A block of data
-- Begin --

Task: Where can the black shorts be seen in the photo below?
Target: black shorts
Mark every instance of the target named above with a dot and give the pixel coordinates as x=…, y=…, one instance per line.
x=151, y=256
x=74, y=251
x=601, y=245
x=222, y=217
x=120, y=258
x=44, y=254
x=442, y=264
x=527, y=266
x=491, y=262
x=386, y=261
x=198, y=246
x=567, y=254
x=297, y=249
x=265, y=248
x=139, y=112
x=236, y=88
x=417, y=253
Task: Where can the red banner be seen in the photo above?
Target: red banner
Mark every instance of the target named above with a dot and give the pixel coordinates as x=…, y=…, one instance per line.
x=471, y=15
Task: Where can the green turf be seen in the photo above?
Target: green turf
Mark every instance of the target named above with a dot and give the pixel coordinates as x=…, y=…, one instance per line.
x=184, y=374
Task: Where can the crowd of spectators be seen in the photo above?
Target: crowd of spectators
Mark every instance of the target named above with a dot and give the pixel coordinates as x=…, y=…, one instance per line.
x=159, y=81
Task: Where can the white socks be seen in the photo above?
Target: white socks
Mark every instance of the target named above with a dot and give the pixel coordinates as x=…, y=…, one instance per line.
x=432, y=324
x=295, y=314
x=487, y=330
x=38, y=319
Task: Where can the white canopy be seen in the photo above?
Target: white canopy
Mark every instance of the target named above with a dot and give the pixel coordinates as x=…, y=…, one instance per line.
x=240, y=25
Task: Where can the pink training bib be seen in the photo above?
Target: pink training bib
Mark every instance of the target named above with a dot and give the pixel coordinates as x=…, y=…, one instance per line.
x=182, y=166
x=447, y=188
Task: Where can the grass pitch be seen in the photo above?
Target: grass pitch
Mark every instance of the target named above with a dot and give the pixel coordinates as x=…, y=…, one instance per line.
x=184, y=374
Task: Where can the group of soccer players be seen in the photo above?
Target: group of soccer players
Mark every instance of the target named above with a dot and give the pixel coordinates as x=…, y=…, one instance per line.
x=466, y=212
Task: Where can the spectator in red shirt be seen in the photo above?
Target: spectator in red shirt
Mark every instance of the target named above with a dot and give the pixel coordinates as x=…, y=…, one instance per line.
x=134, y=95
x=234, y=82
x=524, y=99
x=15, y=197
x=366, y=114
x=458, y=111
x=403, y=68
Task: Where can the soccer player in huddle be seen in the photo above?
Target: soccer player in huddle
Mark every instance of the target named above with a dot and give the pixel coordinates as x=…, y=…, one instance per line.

-- End --

Brief: Please edit the data above by changing "green turf" to "green field" wherever it occurs, keeping every other line as it is.

Result of this task:
Task: Where can the black shorts be seen in the photo below?
Target: black shorts
Mark every instance of the target named above with a dot and give the pixel coordinates as x=…, y=…, one instance per line.
x=151, y=256
x=74, y=251
x=601, y=245
x=222, y=217
x=120, y=258
x=44, y=254
x=442, y=264
x=527, y=266
x=491, y=262
x=386, y=261
x=198, y=246
x=567, y=254
x=297, y=249
x=265, y=248
x=139, y=112
x=236, y=88
x=417, y=253
Task: Where can the red banner be seen in the photo above?
Target: red banner
Mark every instance of the target named above with a dot and give the pixel coordinates as x=…, y=…, one instance per line.
x=471, y=15
Task: Where can the green field be seen in the photo above?
Target: green field
Mark every instance of the target named above with a dot and give the pixel coordinates as x=…, y=…, one instance per line.
x=184, y=374
Task: Where can the crowd of spectators be seen in the photo above?
Target: crowd of spectators
Mark every instance of the target named above with a dot and give the pixel coordinates as x=…, y=…, one instance per line.
x=159, y=81
Task: Where can the white socks be seen in the photo above?
Target: white socks
Mark every instance of the target named above with a dot and give the pixel coordinates as x=…, y=…, one instance per line.
x=432, y=324
x=295, y=314
x=487, y=330
x=38, y=319
Task: Where can the white canopy be seen in the photo above?
Target: white canopy
Mark every instance of the target named above with a dot and give the pixel coordinates as x=…, y=…, one instance per line.
x=240, y=25
Task: Where can the pink training bib be seen in the photo above?
Target: pink training bib
Mark every instance of the target named above with a dot and give the pixel coordinates as x=…, y=…, one instance per line.
x=182, y=166
x=447, y=188
Task: Where can the grass pitch be seen in the photo above?
Target: grass pitch
Mark every instance of the target named above with a dot and give the pixel coordinates as x=…, y=…, one instance per line.
x=184, y=374
Task: Where can the group of soccer players be seen in the photo above?
Target: group of soccer players
Mark every instance of the target named above with a dot and give the pixel coordinates as x=…, y=…, one instance per line.
x=466, y=212
Task: Where can the spectator in red shirt be seen in the photo above?
Target: spectator in red shirt
Mark every instance of the target named above with a dot and give the pixel coordinates as x=…, y=…, one instance per line.
x=134, y=95
x=234, y=82
x=524, y=99
x=15, y=197
x=366, y=114
x=458, y=111
x=403, y=68
Task: Where can the soccer player in huddle be seen in the photo above?
Target: soccer player in huddle
Mark every instance of the target named above with a dot and give the pixel coordinates as x=…, y=…, one instance per line.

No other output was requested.